- Records supplied:
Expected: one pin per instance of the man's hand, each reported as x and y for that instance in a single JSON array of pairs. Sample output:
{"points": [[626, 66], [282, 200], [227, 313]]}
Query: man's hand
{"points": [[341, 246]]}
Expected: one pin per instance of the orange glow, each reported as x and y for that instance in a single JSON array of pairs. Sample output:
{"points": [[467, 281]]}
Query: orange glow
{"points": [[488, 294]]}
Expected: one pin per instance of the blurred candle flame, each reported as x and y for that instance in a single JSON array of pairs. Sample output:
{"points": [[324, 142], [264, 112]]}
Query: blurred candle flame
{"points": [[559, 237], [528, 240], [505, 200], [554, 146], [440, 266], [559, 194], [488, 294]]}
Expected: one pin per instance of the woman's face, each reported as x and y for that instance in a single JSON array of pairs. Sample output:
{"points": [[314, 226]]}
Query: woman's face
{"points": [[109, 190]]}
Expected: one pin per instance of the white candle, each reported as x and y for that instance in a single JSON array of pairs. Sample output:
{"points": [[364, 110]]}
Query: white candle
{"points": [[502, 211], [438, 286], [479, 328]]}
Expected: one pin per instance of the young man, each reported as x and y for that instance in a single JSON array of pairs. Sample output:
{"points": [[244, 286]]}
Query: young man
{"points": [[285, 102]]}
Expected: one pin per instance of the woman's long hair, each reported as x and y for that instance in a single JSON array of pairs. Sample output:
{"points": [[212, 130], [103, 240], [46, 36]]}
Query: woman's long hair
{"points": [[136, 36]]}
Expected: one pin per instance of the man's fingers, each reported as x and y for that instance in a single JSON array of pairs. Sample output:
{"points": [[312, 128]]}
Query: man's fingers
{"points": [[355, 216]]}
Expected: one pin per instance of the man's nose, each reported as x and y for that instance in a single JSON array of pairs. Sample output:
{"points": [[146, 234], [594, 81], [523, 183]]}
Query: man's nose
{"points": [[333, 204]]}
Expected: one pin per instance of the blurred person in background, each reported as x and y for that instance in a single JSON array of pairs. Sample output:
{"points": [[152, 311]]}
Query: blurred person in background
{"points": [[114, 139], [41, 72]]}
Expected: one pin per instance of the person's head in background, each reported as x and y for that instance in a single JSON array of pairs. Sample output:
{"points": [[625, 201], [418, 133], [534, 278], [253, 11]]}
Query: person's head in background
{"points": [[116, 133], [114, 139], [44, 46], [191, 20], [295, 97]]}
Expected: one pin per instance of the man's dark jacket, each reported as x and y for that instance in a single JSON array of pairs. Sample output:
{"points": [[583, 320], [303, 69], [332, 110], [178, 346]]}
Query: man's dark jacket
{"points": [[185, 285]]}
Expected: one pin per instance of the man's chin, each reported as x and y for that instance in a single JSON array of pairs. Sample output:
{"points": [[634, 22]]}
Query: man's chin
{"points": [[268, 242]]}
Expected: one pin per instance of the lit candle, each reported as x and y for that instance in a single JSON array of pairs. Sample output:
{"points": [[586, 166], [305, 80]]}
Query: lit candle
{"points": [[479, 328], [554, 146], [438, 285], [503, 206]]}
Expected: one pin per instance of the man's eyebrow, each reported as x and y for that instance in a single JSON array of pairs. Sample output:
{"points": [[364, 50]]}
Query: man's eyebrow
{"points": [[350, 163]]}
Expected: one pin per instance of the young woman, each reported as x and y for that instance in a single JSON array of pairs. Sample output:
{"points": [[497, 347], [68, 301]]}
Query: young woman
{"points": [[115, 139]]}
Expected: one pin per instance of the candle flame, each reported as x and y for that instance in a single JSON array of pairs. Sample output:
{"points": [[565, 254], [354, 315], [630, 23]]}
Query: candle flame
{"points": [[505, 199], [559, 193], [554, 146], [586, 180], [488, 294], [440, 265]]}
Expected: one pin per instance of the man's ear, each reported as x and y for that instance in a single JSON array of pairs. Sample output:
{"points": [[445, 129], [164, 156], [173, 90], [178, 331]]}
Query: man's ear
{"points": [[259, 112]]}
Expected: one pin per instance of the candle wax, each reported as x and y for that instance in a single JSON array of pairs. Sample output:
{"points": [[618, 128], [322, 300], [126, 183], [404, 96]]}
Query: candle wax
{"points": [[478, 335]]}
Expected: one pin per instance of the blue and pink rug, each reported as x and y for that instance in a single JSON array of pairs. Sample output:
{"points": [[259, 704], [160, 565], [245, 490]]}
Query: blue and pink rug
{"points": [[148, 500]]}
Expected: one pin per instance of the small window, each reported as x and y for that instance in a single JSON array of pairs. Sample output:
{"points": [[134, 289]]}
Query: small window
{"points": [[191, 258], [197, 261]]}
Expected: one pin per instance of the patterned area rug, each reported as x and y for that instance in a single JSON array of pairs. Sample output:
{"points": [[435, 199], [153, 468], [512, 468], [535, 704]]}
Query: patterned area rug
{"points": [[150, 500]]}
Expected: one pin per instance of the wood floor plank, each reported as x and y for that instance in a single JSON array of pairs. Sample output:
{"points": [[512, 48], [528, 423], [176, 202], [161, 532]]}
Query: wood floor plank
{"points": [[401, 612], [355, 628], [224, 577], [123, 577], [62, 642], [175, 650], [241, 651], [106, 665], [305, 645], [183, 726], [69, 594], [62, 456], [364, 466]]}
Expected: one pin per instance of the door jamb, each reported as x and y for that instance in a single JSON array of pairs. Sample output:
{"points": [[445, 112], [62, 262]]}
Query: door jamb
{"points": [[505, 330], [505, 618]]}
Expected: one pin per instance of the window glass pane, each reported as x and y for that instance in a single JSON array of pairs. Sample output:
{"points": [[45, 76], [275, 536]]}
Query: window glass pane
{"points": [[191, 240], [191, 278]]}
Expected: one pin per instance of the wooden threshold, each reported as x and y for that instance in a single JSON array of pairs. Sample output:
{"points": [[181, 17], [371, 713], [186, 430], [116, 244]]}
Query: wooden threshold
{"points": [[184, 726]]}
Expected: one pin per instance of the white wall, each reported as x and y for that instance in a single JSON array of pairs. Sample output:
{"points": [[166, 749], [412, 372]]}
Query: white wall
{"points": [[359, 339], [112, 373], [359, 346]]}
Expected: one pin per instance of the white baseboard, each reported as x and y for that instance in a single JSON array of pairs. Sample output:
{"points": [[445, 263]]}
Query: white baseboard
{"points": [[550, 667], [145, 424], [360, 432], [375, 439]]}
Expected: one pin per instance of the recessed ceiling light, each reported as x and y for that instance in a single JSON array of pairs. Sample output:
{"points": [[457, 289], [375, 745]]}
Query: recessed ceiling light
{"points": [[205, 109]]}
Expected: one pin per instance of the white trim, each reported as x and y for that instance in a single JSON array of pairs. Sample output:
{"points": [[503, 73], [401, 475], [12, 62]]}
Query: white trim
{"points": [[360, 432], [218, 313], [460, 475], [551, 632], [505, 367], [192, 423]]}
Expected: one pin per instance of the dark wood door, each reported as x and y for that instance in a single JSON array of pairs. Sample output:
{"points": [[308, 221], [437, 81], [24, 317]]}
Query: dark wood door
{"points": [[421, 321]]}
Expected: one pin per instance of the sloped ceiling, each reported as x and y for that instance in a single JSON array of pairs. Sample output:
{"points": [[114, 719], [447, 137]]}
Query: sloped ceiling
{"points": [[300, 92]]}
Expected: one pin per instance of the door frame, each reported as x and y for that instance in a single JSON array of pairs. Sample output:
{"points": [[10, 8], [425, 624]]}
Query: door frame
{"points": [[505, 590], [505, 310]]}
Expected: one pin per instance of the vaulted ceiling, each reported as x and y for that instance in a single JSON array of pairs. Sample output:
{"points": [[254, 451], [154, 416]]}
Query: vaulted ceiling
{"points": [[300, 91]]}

- Set task: Can you recast all of the material above as a JSON list of strings, one string per line, with blank lines left out?

- Response to this task:
[
  "Expected: one pin per instance of the man's hand, each reported as x and y for that instance in a single JSON array of pairs. Sample output:",
  "{\"points\": [[626, 66], [282, 200], [227, 313]]}",
  "Query: man's hand",
  "{\"points\": [[341, 246]]}",
  "Expected: one pin per instance of the orange glow, each reported as x and y for that instance in a single JSON array of pairs. Sample output:",
  "{\"points\": [[467, 281]]}",
  "Query: orange glow",
  "{\"points\": [[488, 294]]}",
  "Expected: one pin per instance of the blurred candle flame, each reported as x and y for that instance in a single JSON array of pairs. Sample output:",
  "{\"points\": [[324, 142], [264, 112]]}",
  "Query: blurred candle flame",
  "{\"points\": [[559, 237], [528, 240], [505, 200], [554, 146], [440, 266], [559, 194], [488, 294]]}",
  "Expected: one pin per instance of the woman's face, each reported as x and y for that instance in a single JSON array of pairs. Sample output:",
  "{\"points\": [[314, 226]]}",
  "Query: woman's face",
  "{\"points\": [[109, 190]]}",
  "Expected: one pin per instance of the white candle, each reported as x and y for that instance in a single JSON array of pairs. Sample output:",
  "{\"points\": [[364, 110]]}",
  "Query: white candle",
  "{\"points\": [[502, 211], [438, 286], [479, 328]]}",
  "Expected: one pin per instance of the young man, each reported as x and y for that instance in a single JSON array of pairs. Sample output:",
  "{\"points\": [[244, 286]]}",
  "Query: young man",
  "{\"points\": [[285, 102]]}",
  "Expected: one pin per instance of the woman's long hair, each reported as x and y for that instance in a single JSON array of pairs. Sample output:",
  "{\"points\": [[212, 130], [103, 240], [46, 36]]}",
  "Query: woman's long hair",
  "{\"points\": [[136, 36]]}",
  "Expected: one pin per instance of the man's fingers, each reported as x and y for that instance in a single JSON array of pairs. Sample output:",
  "{\"points\": [[312, 128]]}",
  "Query: man's fingers",
  "{\"points\": [[355, 216]]}",
  "Expected: one pin per instance of the man's nose, each reported as x and y for that instance in a single JSON array of pairs. Sample output:",
  "{\"points\": [[146, 234], [594, 81], [523, 183]]}",
  "Query: man's nose",
  "{\"points\": [[333, 204]]}",
  "Expected: one pin per instance of the blurred person in background, each reported as x and y for that instance in a single JSON array of pairs. Sample output:",
  "{\"points\": [[152, 311]]}",
  "Query: blurred person in background",
  "{\"points\": [[114, 139], [41, 72]]}",
  "Expected: one pin per instance of the person's head in background, each reported as x and y for that instance in a single JSON array of pairs. Sample output:",
  "{\"points\": [[625, 201], [418, 133], [534, 278], [253, 11]]}",
  "Query: person's head in background",
  "{\"points\": [[116, 133], [114, 139], [44, 46], [191, 20], [295, 97]]}",
  "Expected: one pin per instance of the man's dark jacket, each reported as x and y for that instance in a single JSON array of pairs. Sample output:",
  "{\"points\": [[583, 320], [303, 69], [332, 110], [178, 346]]}",
  "Query: man's dark jacket",
  "{\"points\": [[185, 285]]}",
  "Expected: one pin per instance of the man's chin, each reported as x and y for that instance in a single JSON array of pairs. Sample output:",
  "{\"points\": [[634, 22]]}",
  "Query: man's chin",
  "{\"points\": [[268, 242]]}",
  "Expected: one pin per instance of the lit candle, each reported as x and y for that instance in a single JSON array of pairs. Sample output:",
  "{\"points\": [[586, 166], [305, 80]]}",
  "Query: lit candle",
  "{\"points\": [[479, 328], [554, 146], [438, 285], [503, 206]]}",
  "Expected: one pin per instance of the man's eyebrow, each reported as x and y for that instance in a single JSON array of pairs. Sample output:",
  "{\"points\": [[364, 50]]}",
  "Query: man's eyebrow",
  "{\"points\": [[350, 163]]}",
  "Expected: one pin per instance of the young woman, each reported as x and y for that instance in a single JSON array of pairs. Sample output:",
  "{\"points\": [[497, 347], [68, 301]]}",
  "Query: young woman",
  "{\"points\": [[115, 139]]}",
  "Expected: one pin per instance of the candle flame, each reported as x and y for that instance in a single JSON array of pairs. Sample output:",
  "{\"points\": [[565, 254], [354, 315], [630, 23]]}",
  "Query: candle flame",
  "{\"points\": [[505, 199], [559, 193], [554, 146], [586, 180], [488, 294], [440, 265]]}",
  "Expected: one pin per instance of the man's ear, each reported as x and y for that instance in a single JSON array of pairs. Sample output:",
  "{\"points\": [[445, 129], [164, 156], [173, 90], [178, 331]]}",
  "Query: man's ear",
  "{\"points\": [[259, 112]]}",
  "Expected: one pin per instance of the candle wax, each reported as x and y for that instance in a single JSON array of pairs. Sample output:",
  "{\"points\": [[618, 128], [322, 300], [126, 183], [404, 96]]}",
  "Query: candle wax",
  "{\"points\": [[478, 335]]}",
  "Expected: one pin per instance of the blue and pink rug, each reported as x and y for that instance in a single JSON array of pairs. Sample output:",
  "{\"points\": [[259, 704], [160, 565], [245, 490]]}",
  "Query: blue and pink rug",
  "{\"points\": [[148, 500]]}",
  "Expected: one pin per instance of the small window, each reported as x and y for that instance in a single JSON array of pairs. Sample output:",
  "{\"points\": [[134, 289]]}",
  "Query: small window",
  "{\"points\": [[191, 258], [197, 261]]}",
  "Expected: one pin per instance of the patterned area rug, each reported as x and y for that instance in a single JSON array of pairs. Sample output:",
  "{\"points\": [[435, 199], [153, 468], [512, 468], [535, 704]]}",
  "Query: patterned area rug",
  "{\"points\": [[150, 500]]}",
  "Expected: one pin per instance of the wood floor plank, each reported as x and y for that instance in a single JSON array of pairs. Sample output:",
  "{\"points\": [[512, 48], [528, 423], [176, 202], [161, 532]]}",
  "Query: wood floor plank",
  "{\"points\": [[401, 612], [355, 628], [224, 577], [123, 577], [62, 642], [175, 650], [241, 651], [106, 665], [305, 645], [183, 726], [69, 594], [62, 456], [364, 466]]}",
  "Expected: one pin per instance of the door jamb, each reported as x and y for that instance in a single JSON array of pairs. Sample output:",
  "{\"points\": [[445, 112], [62, 262]]}",
  "Query: door jamb",
  "{\"points\": [[505, 330], [505, 618]]}",
  "Expected: one pin per instance of the window glass pane, each reported as x and y for that instance in a single JSON array of pairs. Sample output:",
  "{\"points\": [[45, 76], [275, 536]]}",
  "Query: window glass pane",
  "{\"points\": [[191, 240], [191, 278]]}",
  "Expected: one pin per instance of the wooden threshold, each reported as x and y for that instance in a single JSON array of pairs. Sample output:",
  "{\"points\": [[181, 17], [371, 713], [186, 430], [116, 244]]}",
  "Query: wooden threshold",
  "{\"points\": [[184, 726]]}",
  "Expected: one pin per instance of the white wall, each reported as x and y for that instance in a single JSON array of pairs. Sample output:",
  "{\"points\": [[166, 749], [412, 372]]}",
  "Query: white wall",
  "{\"points\": [[359, 339], [112, 373], [359, 346]]}",
  "Expected: one pin per instance of the white baseboard, each reported as x and y for that instance in a single JSON array of pairs. Sample output:",
  "{\"points\": [[445, 263]]}",
  "Query: white baseboard",
  "{\"points\": [[550, 667], [145, 424], [360, 432], [375, 439]]}",
  "Expected: one pin per instance of the recessed ceiling light, each reported as x and y for that instance in a single JSON array of pairs. Sample output:",
  "{\"points\": [[457, 289], [375, 745]]}",
  "Query: recessed ceiling light",
  "{\"points\": [[205, 109]]}",
  "Expected: one pin per instance of the white trim, each reported as x and y for that instance in a single JSON array of pairs. Sample output:",
  "{\"points\": [[503, 73], [401, 475], [12, 62]]}",
  "Query: white trim",
  "{\"points\": [[360, 432], [218, 313], [460, 475], [551, 632], [505, 367], [192, 423]]}",
  "Expected: one pin per instance of the dark wood door, each reported as x and y for that instance in a single JSON array of pairs. Sample output:",
  "{\"points\": [[308, 221], [437, 81], [24, 317]]}",
  "Query: dark wood door",
  "{\"points\": [[421, 321]]}",
  "Expected: one pin per instance of the sloped ceiling, each reported as x and y for that instance in a single JSON array of pairs. Sample output:",
  "{\"points\": [[114, 719], [447, 137]]}",
  "Query: sloped ceiling",
  "{\"points\": [[300, 92]]}",
  "Expected: one pin per instance of the door frame, each reported as x and y for that instance in a single JSON array of pairs. Sample output:",
  "{\"points\": [[10, 8], [425, 624]]}",
  "Query: door frame",
  "{\"points\": [[505, 590], [505, 310]]}",
  "Expected: one pin per instance of the vaulted ceiling, each reported as x and y for that instance in a single JSON array of pairs. Sample output:",
  "{\"points\": [[254, 451], [154, 416]]}",
  "Query: vaulted ceiling",
  "{\"points\": [[300, 91]]}"
]